═════ Dataset content
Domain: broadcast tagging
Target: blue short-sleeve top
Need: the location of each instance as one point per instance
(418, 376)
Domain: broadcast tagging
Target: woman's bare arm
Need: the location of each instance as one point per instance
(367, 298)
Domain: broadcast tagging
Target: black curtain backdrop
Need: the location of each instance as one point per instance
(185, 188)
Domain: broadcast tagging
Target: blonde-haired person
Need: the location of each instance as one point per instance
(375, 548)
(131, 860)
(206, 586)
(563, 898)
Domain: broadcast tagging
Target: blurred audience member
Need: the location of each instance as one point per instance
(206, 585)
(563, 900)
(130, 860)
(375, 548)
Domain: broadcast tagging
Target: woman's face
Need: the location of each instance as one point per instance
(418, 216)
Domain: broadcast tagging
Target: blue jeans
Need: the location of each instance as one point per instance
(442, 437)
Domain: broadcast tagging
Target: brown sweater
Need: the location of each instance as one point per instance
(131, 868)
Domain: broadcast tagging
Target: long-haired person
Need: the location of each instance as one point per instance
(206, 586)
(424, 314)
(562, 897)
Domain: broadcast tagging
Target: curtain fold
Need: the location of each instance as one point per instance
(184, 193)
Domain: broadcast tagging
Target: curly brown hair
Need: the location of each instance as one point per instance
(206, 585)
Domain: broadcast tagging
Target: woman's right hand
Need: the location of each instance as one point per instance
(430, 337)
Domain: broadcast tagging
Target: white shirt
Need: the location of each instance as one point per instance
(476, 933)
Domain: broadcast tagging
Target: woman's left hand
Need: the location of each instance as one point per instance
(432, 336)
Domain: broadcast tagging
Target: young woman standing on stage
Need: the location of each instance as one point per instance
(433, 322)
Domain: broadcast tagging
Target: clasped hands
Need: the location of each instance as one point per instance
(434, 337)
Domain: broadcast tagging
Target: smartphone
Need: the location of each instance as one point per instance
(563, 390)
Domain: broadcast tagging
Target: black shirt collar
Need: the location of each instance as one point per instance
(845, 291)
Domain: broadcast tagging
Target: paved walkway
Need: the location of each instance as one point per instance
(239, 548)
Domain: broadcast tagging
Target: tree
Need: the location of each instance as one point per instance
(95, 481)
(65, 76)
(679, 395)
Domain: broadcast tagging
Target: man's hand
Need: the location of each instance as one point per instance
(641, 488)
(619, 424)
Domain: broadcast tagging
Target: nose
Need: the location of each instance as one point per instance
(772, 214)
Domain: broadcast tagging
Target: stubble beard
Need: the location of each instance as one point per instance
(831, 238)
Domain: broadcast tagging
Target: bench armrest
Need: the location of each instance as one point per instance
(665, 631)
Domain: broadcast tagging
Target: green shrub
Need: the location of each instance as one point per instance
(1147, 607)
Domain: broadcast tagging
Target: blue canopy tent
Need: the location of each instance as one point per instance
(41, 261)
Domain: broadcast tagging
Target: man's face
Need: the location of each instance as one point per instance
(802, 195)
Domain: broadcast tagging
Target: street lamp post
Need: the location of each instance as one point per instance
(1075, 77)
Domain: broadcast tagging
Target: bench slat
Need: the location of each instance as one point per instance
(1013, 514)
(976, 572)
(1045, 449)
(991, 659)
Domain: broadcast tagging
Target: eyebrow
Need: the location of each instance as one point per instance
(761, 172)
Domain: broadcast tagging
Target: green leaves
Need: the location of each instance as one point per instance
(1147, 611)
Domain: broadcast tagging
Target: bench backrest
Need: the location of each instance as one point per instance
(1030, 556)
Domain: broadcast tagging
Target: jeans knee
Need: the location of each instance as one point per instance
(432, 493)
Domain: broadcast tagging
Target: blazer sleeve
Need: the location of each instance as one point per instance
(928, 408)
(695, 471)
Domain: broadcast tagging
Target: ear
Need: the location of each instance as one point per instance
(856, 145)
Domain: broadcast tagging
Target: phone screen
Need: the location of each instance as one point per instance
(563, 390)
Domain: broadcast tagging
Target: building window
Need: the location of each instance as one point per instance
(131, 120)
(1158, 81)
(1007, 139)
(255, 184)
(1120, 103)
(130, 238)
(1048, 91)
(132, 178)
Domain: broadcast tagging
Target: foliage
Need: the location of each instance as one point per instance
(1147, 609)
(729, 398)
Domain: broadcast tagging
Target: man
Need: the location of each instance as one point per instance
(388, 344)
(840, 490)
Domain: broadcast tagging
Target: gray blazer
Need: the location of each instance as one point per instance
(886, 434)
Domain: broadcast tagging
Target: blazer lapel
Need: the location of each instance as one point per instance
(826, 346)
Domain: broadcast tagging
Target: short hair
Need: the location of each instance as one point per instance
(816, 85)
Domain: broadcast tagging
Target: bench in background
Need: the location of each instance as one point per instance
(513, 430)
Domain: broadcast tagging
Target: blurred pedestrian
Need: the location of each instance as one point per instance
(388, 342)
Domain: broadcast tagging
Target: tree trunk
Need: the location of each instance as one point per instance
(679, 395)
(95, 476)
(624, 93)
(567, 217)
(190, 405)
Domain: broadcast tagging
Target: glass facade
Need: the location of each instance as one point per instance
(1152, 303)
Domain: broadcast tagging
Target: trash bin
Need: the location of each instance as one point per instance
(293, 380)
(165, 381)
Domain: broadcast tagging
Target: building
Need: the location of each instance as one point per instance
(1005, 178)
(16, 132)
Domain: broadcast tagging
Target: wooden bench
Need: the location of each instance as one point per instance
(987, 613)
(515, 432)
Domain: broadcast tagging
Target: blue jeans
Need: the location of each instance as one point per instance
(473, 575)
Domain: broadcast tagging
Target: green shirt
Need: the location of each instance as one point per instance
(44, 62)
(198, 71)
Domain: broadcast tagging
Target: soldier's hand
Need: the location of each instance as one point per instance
══════════
Extract every line of the records above that contains the string "black", with case counting, so a line is included only where the letters match in case as well.

Target: black curtain backdrop
Target: black shirt collar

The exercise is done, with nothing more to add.